> _Exercise materials_
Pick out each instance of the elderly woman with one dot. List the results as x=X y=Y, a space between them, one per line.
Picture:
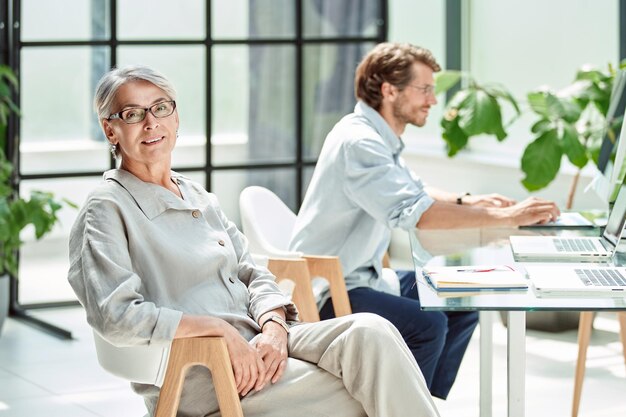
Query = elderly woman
x=153 y=258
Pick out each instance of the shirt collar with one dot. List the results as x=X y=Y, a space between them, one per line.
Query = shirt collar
x=393 y=141
x=152 y=199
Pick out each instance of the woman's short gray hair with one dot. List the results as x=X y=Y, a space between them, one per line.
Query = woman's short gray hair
x=111 y=82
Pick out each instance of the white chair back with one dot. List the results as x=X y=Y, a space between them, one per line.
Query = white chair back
x=267 y=222
x=142 y=364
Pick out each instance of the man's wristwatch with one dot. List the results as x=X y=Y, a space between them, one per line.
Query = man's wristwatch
x=459 y=199
x=278 y=320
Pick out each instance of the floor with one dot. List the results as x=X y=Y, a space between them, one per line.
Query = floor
x=41 y=375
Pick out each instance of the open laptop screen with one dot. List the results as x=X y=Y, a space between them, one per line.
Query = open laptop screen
x=617 y=218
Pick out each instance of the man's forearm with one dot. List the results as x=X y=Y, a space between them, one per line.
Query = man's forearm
x=447 y=215
x=441 y=195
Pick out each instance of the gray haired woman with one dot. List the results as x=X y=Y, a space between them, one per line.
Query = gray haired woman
x=154 y=258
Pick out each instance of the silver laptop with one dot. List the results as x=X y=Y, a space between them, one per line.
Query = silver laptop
x=575 y=249
x=577 y=280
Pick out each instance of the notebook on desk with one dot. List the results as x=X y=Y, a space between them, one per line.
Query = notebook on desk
x=575 y=249
x=563 y=280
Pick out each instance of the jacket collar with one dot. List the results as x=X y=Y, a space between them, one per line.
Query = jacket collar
x=393 y=142
x=152 y=199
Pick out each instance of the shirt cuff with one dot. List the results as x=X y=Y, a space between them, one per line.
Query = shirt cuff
x=291 y=313
x=413 y=214
x=167 y=324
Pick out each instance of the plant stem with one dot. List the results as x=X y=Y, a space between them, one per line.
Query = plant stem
x=572 y=191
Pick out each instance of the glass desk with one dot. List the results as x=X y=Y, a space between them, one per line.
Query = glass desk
x=491 y=246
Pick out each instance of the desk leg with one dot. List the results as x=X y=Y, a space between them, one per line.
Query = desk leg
x=516 y=362
x=486 y=363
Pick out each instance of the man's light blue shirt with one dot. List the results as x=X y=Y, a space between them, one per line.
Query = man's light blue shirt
x=360 y=190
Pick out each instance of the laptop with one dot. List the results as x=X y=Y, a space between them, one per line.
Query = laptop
x=575 y=249
x=577 y=280
x=570 y=219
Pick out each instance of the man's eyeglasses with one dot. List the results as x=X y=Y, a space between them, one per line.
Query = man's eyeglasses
x=425 y=89
x=137 y=114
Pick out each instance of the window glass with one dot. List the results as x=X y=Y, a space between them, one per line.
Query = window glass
x=549 y=54
x=328 y=89
x=241 y=19
x=45 y=20
x=58 y=124
x=335 y=18
x=253 y=100
x=161 y=19
x=185 y=67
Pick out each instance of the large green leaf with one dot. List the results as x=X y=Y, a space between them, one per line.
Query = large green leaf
x=445 y=80
x=454 y=137
x=480 y=113
x=541 y=161
x=551 y=107
x=572 y=146
x=541 y=126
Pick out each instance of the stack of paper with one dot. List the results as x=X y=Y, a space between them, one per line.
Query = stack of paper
x=475 y=277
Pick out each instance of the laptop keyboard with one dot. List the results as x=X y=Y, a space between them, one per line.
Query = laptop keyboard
x=574 y=245
x=601 y=277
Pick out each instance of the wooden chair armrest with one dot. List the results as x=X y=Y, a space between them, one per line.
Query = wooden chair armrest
x=210 y=352
x=297 y=271
x=329 y=267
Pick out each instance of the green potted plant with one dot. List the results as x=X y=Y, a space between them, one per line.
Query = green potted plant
x=16 y=213
x=473 y=110
x=571 y=122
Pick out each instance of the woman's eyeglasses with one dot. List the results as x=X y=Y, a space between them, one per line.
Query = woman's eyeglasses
x=137 y=114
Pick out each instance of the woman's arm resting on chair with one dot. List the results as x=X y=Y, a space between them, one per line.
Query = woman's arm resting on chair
x=248 y=366
x=272 y=346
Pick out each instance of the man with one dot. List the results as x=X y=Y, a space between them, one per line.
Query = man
x=361 y=188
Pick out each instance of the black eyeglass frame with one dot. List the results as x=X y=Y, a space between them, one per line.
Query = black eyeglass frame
x=118 y=115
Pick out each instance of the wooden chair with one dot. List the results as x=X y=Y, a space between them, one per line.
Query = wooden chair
x=297 y=271
x=585 y=326
x=268 y=224
x=166 y=367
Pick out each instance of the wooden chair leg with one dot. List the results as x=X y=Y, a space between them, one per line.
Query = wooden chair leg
x=584 y=334
x=621 y=316
x=210 y=352
x=297 y=271
x=329 y=267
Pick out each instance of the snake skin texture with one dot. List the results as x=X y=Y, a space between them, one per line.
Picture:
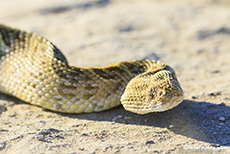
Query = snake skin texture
x=35 y=71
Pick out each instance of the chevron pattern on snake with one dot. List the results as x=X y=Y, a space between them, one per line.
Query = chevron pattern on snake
x=35 y=71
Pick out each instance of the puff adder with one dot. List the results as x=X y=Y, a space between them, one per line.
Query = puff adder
x=35 y=71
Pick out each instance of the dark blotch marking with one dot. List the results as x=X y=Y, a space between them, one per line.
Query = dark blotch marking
x=104 y=74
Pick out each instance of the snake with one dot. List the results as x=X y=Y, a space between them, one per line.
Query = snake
x=35 y=71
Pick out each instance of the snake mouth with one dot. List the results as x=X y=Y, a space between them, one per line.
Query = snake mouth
x=159 y=106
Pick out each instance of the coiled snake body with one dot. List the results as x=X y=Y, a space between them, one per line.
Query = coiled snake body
x=35 y=71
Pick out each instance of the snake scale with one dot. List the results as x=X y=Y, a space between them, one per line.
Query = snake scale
x=35 y=71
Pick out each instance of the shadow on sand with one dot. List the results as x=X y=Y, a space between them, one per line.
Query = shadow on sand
x=202 y=121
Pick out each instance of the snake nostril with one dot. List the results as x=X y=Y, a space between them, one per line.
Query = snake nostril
x=161 y=93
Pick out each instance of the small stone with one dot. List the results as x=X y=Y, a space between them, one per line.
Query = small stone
x=150 y=142
x=194 y=97
x=41 y=121
x=221 y=123
x=222 y=119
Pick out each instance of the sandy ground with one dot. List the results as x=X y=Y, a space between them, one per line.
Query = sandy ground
x=192 y=36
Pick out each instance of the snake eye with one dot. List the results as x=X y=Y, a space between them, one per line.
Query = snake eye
x=161 y=93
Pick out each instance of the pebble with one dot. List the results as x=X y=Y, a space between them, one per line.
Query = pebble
x=150 y=142
x=41 y=121
x=221 y=123
x=222 y=119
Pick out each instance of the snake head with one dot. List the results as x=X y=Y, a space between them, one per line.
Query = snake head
x=152 y=92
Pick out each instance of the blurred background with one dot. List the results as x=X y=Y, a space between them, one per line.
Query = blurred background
x=192 y=36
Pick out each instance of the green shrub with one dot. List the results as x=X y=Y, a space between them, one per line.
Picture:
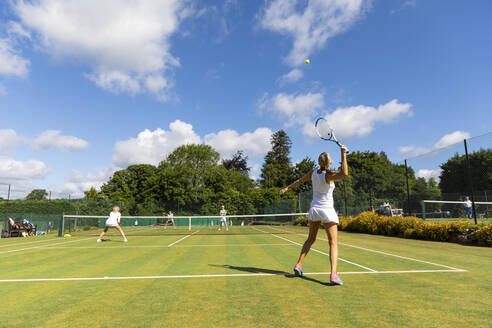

> _Aim of the task_
Could you set down every record above word for word, leaving out the pictures?

> _Task solution_
Pick out each instance of the elderly woman with one dot. List the results as x=X y=Y, a space between them, one per line.
Picture:
Query = elderly woman
x=153 y=258
Pick out each instance of the shirt collar with one dot. List the results as x=X y=Y, a space between them, one per line.
Query = shirt collar
x=393 y=141
x=152 y=199
Pick out each instance of the woman's short gray hair with one dot. List the results as x=X y=Y, a space between them, one per line.
Query = woman's short gray hair
x=111 y=82
Pick out each instance of the white chair back with one dot. List the results as x=X y=Y, a space between them, one per line.
Query = white chair back
x=267 y=222
x=142 y=364
Pick out each instance of the man's wristwatch with one dot. List the results as x=X y=Y, a space between them, one per line.
Query = man's wristwatch
x=459 y=199
x=278 y=320
Pick out each instance of the floor with one dot. List the results as x=X y=Y, a space between them, one per line.
Query = floor
x=41 y=375
Pick out each instance of the open laptop screen with one dot. List the results as x=X y=Y, a space between them, one per line.
Query = open laptop screen
x=617 y=218
Pick out each instance of the man's forearm with one dot. List the results as x=X y=Y, a space between them, one per line.
Query = man's forearm
x=447 y=215
x=441 y=195
Pick out each instance of the gray haired woman with one dot. List the results as x=X y=Y, a space between them, one per line.
Query = gray haired woman
x=154 y=258
Pick out each instance of the silver laptop with one dot. List the results as x=X y=Y, a space between them, one per line.
Query = silver laptop
x=575 y=249
x=577 y=280
Pick out each instance of the notebook on desk with one dot. List the results as x=X y=Y, a space between them, one per line.
Query = notebook on desk
x=575 y=249
x=563 y=280
Pick out each instance of the jacket collar with one dot. List the results as x=X y=Y, a space between them, one per line.
Query = jacket collar
x=393 y=142
x=152 y=199
Pick out each instance of the shirt cuff with one dot. List the results as x=X y=Y, a space between them, one per line.
Query = shirt cuff
x=291 y=313
x=413 y=214
x=167 y=324
Pick out each instance of the plant stem with one dot. List the results as x=X y=Y, a space between them, one per line.
Query = plant stem
x=572 y=191
Pick out each instance of the glass desk with one dot. List the results as x=X y=Y, a space between them, one per line.
Query = glass desk
x=491 y=246
Pick out each instance of the desk leg with one dot. List the results as x=X y=Y, a space between them, one per line.
Query = desk leg
x=516 y=362
x=486 y=363
Pick out each instance of the man's light blue shirt with one dot. List the results as x=X y=Y, a space between them, one per line.
Query = man's light blue shirt
x=360 y=190
Pick out each instance of the laptop with one dot. List the results as x=X y=Y, a space between them, one per line.
Query = laptop
x=575 y=249
x=577 y=280
x=570 y=219
Pick out each instance of the man's eyeglasses with one dot. List the results as x=X y=Y, a space between them, one per line.
Query = man's eyeglasses
x=425 y=89
x=137 y=114
Pick out each instance of the window glass with one dot. List the results as x=X y=Y, a space between them, one per line.
Query = window glass
x=549 y=54
x=328 y=89
x=241 y=19
x=45 y=20
x=58 y=124
x=335 y=18
x=253 y=100
x=161 y=19
x=185 y=67
Pick out each instance of the large green leaf with one dot. List the results as x=X y=Y, a space between them, one per line.
Query = large green leaf
x=445 y=80
x=454 y=137
x=480 y=113
x=541 y=161
x=551 y=107
x=572 y=146
x=541 y=126
Pick out each instance of the stack of paper with one dot. List the results as x=X y=Y, a space between them, one per line.
Query = stack of paper
x=475 y=277
Pick out each instance of the laptop keyboard with one dot. List the results as x=X y=Y, a space between them, one per line.
Query = laptop keyboard
x=574 y=245
x=601 y=277
Pick out each instance of the wooden chair armrest with one dot. List the results as x=X y=Y, a space between them, one per line.
Query = wooden chair armrest
x=210 y=352
x=297 y=271
x=329 y=267
Pick out each instance of the green potted plant with one dot. List the results as x=X y=Y, a space between them, one per line.
Query = green potted plant
x=16 y=213
x=473 y=110
x=571 y=122
Pick out each instance of the woman's eyeglasses with one dot. List the results as x=X y=Y, a space between them, one per line.
Query = woman's eyeglasses
x=137 y=114
Pick out each instance of the woman's arm resting on chair with one dot. List the results as x=X y=Y, a space between them, one per line.
Query = woman's arm resting on chair
x=248 y=366
x=272 y=346
Pick out each instance of the man with one dot. List the results as x=X y=Y, a space between them, one per line.
Query = man
x=361 y=188
Pick out each instance of the black eyeglass frame with one dot. List the results as x=X y=Y, a space between them, one per line.
Query = black eyeglass frame
x=118 y=115
Pick out each instance of the wooden chair with one dot. List the results as x=X y=Y, a space between them, one per line.
Query = wooden chair
x=297 y=271
x=585 y=326
x=268 y=224
x=166 y=367
Pick out each instance of the wooden chair leg with one dot. List the results as x=X y=Y, a space between them, one per line.
Query = wooden chair leg
x=584 y=334
x=621 y=316
x=210 y=352
x=297 y=271
x=329 y=267
Pick out each instance of the snake skin texture with one dot. List the results as x=X y=Y, a space between them, one per line.
Picture:
Query = snake skin texture
x=35 y=71
Pick out each instance of the chevron pattern on snake with one dot. List the results as x=X y=Y, a space between them, one per line.
Query = chevron pattern on snake
x=35 y=71
Pick out each instance of the puff adder with one dot. List the results as x=X y=Y, a space between them, one per line.
Query = puff adder
x=35 y=71
Pick out each instance of the dark blotch marking with one dot. List the results as x=X y=Y, a space between them, one per line.
Query = dark blotch marking
x=104 y=74
Pick out each instance of the snake with one dot. List the results as x=X y=Y, a space between them, one per line.
Query = snake
x=35 y=71
Pick out each instance of the snake mouth with one dot. List the results as x=X y=Y, a space between them, one per line.
Query = snake mouth
x=159 y=106
Pick out each instance of the coiled snake body with one dot. List the results as x=X y=Y, a space between them, one per line.
Query = coiled snake body
x=35 y=71
Pick out each instance of the snake scale with one dot. List the results as x=X y=Y, a space between them, one per line.
Query = snake scale
x=35 y=71
Pick out each instance of the shadow on sand with one dot. List the results as x=X y=Y, a space between them, one per line.
Query = shadow on sand
x=202 y=121
Pick out each instance of the snake nostril with one dot. List the results as x=X y=Y, a space between them, one per line.
Query = snake nostril
x=161 y=93
Pick out each instance of the small stone with one dot. List the results as x=X y=Y, a space between them, one per line.
Query = small stone
x=150 y=142
x=194 y=97
x=41 y=121
x=221 y=123
x=222 y=119
Pick out each instance of the sandy ground with one dot. List the results as x=X y=Y, a space between them, one per line.
Query = sandy ground
x=192 y=36
Pick out each instance of the snake eye with one dot. List the results as x=X y=Y, a space between them, one per line.
Query = snake eye
x=161 y=93
Pick out each instance of the pebble with one dot. List the results as x=X y=Y, a space between them, one per line.
Query = pebble
x=150 y=142
x=41 y=121
x=221 y=123
x=222 y=119
Pick out each instance of the snake head with one dot. List the results as x=X y=Y, a space between them, one per line.
Query = snake head
x=152 y=92
Pick out each instance of the blurred background with one dot. List the results as x=X y=Y, a space between them, one per line.
Query = blurred background
x=192 y=36
Pick out each instance of the green shrub with one dot. List the results as x=X y=Y, a space between them, one per line.
Picture:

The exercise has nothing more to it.